Rescale the coordinates in the items, from the line containing "One point belongs on each instance of the pedestrian." down to the end of the items, by multiplying each one by 1.05 and rounding to whole numbers with halves rounded up. Rewrite those lines with their requests unchanged and give only that rescaled section.

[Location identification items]
[start]
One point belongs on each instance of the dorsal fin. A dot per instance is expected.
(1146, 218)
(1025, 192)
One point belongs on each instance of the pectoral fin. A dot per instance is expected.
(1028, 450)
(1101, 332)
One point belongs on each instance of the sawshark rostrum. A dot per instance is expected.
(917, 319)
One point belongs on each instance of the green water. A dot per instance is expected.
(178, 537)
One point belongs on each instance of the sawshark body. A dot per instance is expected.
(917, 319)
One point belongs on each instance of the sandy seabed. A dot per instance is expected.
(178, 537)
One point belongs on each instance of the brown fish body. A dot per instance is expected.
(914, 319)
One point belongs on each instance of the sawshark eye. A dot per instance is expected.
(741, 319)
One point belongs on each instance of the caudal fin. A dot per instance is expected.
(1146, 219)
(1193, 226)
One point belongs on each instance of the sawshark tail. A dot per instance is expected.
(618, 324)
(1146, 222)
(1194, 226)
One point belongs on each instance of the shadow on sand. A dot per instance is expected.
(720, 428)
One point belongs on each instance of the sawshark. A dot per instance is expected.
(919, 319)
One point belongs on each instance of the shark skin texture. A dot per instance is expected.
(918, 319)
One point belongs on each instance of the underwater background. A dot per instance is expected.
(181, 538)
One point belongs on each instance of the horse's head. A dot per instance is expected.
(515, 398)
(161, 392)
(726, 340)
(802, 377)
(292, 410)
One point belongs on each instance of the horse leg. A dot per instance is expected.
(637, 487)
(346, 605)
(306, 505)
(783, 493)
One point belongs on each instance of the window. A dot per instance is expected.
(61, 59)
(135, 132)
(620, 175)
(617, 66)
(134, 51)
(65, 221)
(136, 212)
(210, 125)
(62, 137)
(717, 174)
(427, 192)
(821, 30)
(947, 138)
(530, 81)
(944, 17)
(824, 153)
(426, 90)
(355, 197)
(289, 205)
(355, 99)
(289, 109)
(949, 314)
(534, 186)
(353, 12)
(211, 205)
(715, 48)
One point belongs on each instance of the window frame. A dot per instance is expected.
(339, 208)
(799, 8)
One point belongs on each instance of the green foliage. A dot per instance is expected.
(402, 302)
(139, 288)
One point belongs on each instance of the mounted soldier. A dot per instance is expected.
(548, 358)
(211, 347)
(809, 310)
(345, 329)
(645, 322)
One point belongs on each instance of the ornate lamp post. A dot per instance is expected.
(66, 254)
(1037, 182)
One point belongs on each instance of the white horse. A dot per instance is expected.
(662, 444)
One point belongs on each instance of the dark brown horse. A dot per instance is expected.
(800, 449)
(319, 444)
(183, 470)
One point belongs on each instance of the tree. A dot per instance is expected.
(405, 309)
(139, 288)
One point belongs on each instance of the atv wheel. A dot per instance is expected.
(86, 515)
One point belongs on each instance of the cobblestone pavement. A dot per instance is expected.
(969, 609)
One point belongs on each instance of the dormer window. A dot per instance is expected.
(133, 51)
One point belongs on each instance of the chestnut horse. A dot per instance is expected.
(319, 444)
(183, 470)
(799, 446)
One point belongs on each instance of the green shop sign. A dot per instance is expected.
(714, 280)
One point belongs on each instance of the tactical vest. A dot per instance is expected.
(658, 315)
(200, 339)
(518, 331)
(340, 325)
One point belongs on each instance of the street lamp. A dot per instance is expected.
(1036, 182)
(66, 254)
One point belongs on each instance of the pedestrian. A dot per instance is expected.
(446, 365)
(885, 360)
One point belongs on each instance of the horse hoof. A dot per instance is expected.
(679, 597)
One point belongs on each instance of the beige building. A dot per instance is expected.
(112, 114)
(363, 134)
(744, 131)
[end]
# [Solution for this exercise]
One point belongs on each instance of the pedestrian. A dot per instance is expected.
(468, 383)
(929, 378)
One point belongs on each instance of the horse hoof. A dot per instance is expected.
(713, 627)
One point belongs on each instance of the beige building. A dot per instance is expected.
(118, 120)
(381, 141)
(781, 138)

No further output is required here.